**Reading text**
Re: Collation versioning

From: Julien Rouhaud <rjuju123(at)gmail(dot)com>
To: Michael Paquier <michael(at)paquier(dot)xyz>
Cc: Thomas Munro <thomas(dot)munro(at)gmail(dot)com>, Peter Eisentraut <peter(dot)eisentraut(at)2ndquadrant(dot)com>, Robert Haas <robertmhaas(at)gmail(dot)com>, Laurenz Albe <laurenz(dot)albe(at)cybertec(dot)at>, Douglas Doole <dougdoole(at)gmail(dot)com>, Christoph Berg <myon(at)debian(dot)org>, Pg Hackers <pgsql-hackers(at)postgresql(dot)org>
Subject: Re: Collation versioning
Date: 2020-09-08 14:45:07
Message-ID: 20200908144507.GA57691@nol
Views: Raw Message | Whole Thread | Download mbox | Resend email
Thread:
Lists: pgsql-hackers

On Mon, Sep 07, 2020 at 12:17:41PM +0900, Michael Paquier wrote:
> On Fri, Aug 14, 2020 at 11:02:35AM +0200, Julien Rouhaud wrote:
> > On Fri, Aug 14, 2020 at 04:37:46PM +0900, Michael Paquier wrote:
> >> + /*
> >> + * XXX For deterministic transaction, se should only track the
> >> version
> >> + * if the AM relies on a stable ordering.

**The request**
Please transcribe the collation versioning message word for word, between "On Mon, Sep" and "a stable ordering.", inclusive.

**Data lines**

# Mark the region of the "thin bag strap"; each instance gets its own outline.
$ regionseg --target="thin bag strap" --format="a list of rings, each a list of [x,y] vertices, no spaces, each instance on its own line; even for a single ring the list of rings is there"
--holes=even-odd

**Correct answer**
On Mon, Sep 07, 2020 at 12:17:41PM +0900, Michael Paquier wrote:
> On Fri, Aug 14, 2020 at 11:02:35AM +0200, Julien Rouhaud wrote:
> > On Fri, Aug 14, 2020 at 04:37:46PM +0900, Michael Paquier wrote:
> >> + /*
> >> + * XXX For deterministic transaction, se should only track the
> >> version
> >> + * if the AM relies on a stable ordering.